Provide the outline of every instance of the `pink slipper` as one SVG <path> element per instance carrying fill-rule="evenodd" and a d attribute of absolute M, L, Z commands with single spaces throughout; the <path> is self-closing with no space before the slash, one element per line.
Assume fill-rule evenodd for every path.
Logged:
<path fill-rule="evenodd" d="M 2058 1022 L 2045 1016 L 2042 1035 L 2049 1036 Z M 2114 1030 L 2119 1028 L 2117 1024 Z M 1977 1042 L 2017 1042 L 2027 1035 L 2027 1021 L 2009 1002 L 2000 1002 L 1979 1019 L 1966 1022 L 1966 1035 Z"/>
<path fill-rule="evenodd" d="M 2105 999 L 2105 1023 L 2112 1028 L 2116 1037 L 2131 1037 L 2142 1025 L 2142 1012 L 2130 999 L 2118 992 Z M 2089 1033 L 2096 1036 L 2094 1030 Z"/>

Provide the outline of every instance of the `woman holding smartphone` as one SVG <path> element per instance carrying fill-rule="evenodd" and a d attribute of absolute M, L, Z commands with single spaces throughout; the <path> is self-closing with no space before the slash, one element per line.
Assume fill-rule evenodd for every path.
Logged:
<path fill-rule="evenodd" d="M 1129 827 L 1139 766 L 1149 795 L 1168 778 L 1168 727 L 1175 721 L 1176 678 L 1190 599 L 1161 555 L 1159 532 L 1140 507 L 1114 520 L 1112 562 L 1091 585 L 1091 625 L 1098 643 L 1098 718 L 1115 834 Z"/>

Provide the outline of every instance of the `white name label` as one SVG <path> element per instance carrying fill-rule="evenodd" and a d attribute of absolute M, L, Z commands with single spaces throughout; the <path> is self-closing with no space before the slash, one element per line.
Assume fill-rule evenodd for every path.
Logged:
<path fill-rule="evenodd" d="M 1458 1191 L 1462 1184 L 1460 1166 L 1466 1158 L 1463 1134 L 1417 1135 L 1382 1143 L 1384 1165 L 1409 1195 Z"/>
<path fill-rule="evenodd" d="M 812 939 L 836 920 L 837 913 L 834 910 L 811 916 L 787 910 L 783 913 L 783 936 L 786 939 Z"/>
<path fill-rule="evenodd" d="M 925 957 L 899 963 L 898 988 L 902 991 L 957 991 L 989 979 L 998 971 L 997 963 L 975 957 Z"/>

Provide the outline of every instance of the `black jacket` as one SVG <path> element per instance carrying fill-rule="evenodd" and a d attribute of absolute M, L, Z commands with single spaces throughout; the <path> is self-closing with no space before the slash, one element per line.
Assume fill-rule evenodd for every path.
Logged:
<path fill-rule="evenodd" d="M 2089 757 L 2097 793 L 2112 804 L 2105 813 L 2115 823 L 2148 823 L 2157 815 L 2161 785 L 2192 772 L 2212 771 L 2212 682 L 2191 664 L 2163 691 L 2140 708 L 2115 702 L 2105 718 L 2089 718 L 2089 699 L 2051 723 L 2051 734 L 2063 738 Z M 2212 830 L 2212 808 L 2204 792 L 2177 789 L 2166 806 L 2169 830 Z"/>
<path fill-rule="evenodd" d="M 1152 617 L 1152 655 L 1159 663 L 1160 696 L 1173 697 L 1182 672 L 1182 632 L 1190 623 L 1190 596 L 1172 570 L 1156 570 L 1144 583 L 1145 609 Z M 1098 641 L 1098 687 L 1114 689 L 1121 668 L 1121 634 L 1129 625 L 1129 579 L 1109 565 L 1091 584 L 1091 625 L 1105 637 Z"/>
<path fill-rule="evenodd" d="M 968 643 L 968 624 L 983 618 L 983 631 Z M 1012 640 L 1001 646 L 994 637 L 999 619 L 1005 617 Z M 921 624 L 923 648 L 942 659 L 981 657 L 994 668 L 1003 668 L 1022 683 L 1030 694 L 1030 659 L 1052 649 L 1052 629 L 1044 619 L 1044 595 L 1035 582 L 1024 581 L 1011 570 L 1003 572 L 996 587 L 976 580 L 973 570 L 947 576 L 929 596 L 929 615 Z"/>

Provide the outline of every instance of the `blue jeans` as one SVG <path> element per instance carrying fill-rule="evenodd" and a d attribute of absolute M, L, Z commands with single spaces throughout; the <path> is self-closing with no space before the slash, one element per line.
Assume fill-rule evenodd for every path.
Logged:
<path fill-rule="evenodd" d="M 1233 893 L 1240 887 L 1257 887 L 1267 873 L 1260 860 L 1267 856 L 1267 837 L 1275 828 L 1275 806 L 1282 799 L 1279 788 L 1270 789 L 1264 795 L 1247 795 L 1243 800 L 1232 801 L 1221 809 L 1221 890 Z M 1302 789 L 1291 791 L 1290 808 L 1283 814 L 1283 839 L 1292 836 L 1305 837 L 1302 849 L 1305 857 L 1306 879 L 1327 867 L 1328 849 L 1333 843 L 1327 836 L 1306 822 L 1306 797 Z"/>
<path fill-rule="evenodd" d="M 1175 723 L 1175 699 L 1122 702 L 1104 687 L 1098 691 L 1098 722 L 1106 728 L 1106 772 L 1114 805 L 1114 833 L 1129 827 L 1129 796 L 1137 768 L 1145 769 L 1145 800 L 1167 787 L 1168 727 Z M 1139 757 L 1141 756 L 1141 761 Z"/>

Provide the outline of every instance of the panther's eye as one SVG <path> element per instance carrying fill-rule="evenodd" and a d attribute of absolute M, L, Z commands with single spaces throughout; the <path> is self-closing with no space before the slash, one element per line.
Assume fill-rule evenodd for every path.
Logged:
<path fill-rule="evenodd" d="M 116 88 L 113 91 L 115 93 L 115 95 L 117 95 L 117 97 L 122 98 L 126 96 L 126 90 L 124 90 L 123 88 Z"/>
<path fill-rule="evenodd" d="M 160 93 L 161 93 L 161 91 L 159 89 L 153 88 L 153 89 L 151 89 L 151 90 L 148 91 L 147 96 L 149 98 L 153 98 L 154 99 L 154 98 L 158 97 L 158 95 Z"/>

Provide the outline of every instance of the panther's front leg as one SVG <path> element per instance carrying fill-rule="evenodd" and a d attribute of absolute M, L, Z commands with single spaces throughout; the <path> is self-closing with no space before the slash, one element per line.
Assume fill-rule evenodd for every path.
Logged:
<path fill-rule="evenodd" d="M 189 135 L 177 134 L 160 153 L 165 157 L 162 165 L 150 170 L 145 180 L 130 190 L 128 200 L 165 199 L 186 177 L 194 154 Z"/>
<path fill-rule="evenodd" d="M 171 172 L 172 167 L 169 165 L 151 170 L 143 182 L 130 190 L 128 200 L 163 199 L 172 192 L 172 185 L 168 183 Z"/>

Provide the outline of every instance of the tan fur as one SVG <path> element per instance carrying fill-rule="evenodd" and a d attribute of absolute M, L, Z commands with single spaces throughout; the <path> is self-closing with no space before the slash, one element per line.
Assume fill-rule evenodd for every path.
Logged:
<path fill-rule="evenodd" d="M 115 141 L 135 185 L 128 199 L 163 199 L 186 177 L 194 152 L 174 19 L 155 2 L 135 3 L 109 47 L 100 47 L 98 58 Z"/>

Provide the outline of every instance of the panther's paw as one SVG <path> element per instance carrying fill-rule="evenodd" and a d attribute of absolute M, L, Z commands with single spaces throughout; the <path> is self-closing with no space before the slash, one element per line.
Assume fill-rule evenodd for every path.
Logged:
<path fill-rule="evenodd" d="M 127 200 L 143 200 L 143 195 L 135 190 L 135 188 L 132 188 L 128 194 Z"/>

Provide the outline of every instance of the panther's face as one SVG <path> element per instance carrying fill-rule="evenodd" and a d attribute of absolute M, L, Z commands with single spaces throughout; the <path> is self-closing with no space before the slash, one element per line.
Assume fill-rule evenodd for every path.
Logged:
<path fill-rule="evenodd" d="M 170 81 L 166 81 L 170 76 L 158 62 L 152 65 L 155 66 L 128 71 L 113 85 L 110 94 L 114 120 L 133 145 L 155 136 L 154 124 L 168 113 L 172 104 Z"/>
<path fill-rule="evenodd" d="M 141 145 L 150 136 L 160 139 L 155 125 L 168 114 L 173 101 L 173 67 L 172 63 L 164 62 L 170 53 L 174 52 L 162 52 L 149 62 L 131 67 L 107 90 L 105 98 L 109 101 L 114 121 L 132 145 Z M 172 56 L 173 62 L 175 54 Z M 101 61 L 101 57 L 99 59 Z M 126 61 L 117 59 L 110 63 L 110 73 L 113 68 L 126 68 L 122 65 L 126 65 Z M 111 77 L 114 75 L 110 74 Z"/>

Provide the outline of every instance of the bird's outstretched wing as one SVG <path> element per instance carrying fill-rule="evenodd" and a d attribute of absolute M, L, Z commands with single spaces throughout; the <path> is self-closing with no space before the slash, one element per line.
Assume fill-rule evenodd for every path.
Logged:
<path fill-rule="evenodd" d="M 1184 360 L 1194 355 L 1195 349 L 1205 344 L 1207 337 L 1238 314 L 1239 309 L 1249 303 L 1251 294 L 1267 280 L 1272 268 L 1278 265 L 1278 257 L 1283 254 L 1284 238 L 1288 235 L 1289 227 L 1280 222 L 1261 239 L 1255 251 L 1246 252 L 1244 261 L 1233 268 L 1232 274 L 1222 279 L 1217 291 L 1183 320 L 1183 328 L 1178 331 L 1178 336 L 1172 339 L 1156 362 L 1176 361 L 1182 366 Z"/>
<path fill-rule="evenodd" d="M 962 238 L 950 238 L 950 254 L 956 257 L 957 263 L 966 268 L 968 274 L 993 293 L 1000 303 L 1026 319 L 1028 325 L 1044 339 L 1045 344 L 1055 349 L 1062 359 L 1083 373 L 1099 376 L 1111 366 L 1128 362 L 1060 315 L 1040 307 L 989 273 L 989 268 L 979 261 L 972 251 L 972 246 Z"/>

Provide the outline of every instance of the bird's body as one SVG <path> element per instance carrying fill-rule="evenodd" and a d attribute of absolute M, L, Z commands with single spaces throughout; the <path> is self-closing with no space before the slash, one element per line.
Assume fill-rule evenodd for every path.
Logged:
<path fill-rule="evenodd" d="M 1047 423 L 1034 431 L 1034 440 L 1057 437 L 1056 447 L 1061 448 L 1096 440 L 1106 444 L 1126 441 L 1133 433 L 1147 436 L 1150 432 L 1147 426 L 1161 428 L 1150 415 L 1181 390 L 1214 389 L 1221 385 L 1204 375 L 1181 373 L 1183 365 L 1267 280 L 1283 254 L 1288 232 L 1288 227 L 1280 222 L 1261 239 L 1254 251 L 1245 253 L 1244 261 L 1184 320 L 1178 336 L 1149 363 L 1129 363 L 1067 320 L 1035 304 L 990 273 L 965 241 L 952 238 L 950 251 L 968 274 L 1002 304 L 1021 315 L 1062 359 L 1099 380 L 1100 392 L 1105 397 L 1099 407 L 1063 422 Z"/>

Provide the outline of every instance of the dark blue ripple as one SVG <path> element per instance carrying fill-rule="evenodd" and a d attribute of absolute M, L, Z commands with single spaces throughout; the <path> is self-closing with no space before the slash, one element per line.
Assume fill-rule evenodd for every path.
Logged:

....................

YOUR GOAL :: With both ends included, please retype exactly the lines from the line containing "Provide the outline of every instance of the dark" to the final line of the data.

TASK OUTPUT ::
Provide the outline of every instance of the dark blue ripple as one SVG <path> element per instance carrying fill-rule="evenodd" and a d attribute of absolute M, L, Z commands with single spaces throughout; the <path> is self-closing with no space before the slash, one element per line.
Assume fill-rule evenodd for every path.
Logged:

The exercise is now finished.